● What is asked
Copy the material below, renaming "stack of paper" to "pile of paper" and leaving everything else unchanged.

● Material

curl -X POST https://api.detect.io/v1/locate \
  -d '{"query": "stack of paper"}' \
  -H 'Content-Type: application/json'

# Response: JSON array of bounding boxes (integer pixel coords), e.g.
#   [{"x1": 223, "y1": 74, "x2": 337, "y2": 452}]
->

● Result for this task
curl -X POST https://api.detect.io/v1/locate \
  -d '{"query": "pile of paper"}' \
  -H 'Content-Type: application/json'

# Response: JSON array of bounding boxes (integer pixel coords), e.g.
#   [{"x1": 223, "y1": 74, "x2": 337, "y2": 452}]
->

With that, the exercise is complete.